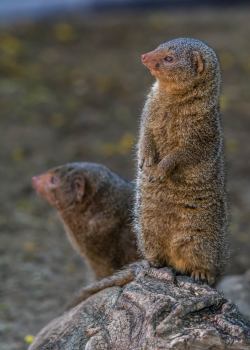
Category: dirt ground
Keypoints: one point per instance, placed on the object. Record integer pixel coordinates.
(72, 89)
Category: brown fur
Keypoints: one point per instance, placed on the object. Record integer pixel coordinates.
(94, 205)
(181, 210)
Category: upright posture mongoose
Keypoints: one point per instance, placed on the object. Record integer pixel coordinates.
(95, 207)
(181, 215)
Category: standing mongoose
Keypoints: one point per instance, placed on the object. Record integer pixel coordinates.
(95, 207)
(181, 208)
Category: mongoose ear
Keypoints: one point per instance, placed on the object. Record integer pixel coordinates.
(198, 62)
(79, 188)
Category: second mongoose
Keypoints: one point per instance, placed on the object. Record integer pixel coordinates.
(181, 207)
(95, 206)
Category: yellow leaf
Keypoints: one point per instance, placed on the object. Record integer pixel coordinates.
(29, 339)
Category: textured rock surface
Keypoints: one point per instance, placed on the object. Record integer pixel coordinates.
(237, 289)
(155, 311)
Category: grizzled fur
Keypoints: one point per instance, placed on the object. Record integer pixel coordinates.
(95, 207)
(181, 208)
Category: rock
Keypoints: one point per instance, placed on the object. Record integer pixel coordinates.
(237, 289)
(156, 310)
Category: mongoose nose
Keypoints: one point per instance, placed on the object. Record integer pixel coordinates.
(144, 58)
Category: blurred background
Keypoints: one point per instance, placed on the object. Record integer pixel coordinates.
(71, 89)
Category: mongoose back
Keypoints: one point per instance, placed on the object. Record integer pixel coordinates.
(181, 207)
(95, 207)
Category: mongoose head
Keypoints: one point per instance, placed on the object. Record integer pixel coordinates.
(180, 63)
(71, 186)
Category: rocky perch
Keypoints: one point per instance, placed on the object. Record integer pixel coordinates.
(154, 310)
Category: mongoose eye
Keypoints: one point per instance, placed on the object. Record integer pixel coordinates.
(168, 59)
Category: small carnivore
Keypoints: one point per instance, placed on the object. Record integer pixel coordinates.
(181, 207)
(95, 207)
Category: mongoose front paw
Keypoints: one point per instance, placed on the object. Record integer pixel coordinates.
(203, 276)
(148, 161)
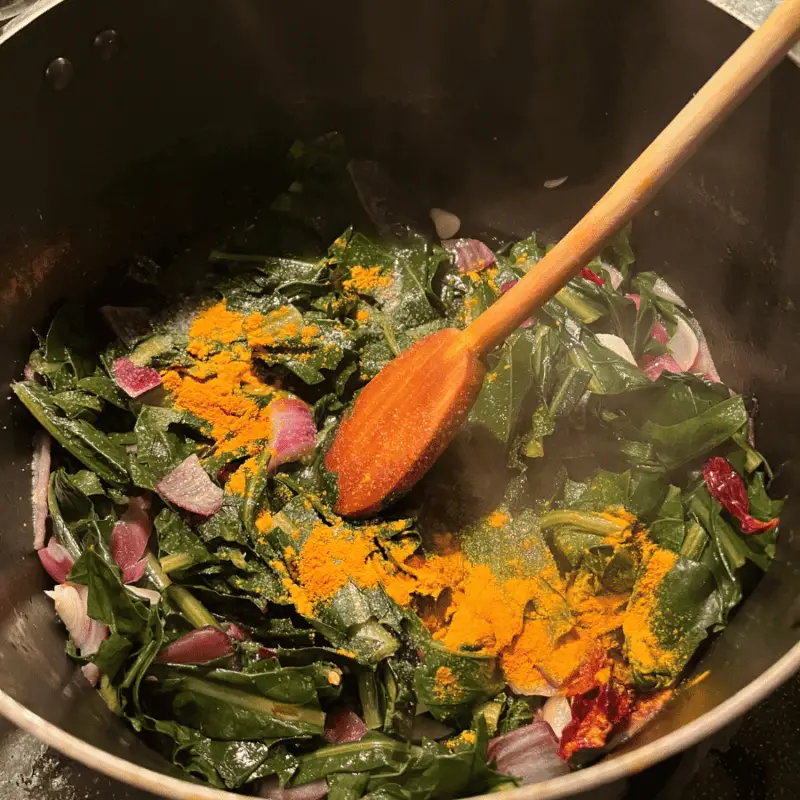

| Assignment |
For the listing above, print only the lines starting at the line containing "Category: mongoose ear" and ending at the line containing "Category: mongoose back", exactly, both included.

| Result |
Category: mongoose ear
Keypoints: one point per instance, placed on the object. Record integer pixel coordinates.
(198, 62)
(79, 188)
Category: second mongoose
Keypoints: one point per instance, placed on the object. Record integer pixel coordinates.
(181, 207)
(95, 206)
Category: yellow leaf
Keypoints: one point per instance, placed on the object. Record integer pixel coordinates.
(29, 339)
Category: textured rock surface
Keypoints: one point per instance, placed on the object. Record integer pixel coordinates.
(237, 289)
(155, 311)
Category: grizzled fur
Keypoints: one point per instance, placed on the object. Record integer pixel coordinates.
(95, 207)
(181, 208)
Category: rock
Keypoints: one point per instance, placed on the object. Record integer pixel coordinates.
(237, 289)
(156, 310)
Category: mongoose nose
Keypoints: one point per instance, placed on the object. Record integer pixel coordinates.
(144, 58)
Category: blurred background
Keypoints: one point per instance, placed on the object. Record integer pixel coordinates.
(71, 89)
Category: mongoose back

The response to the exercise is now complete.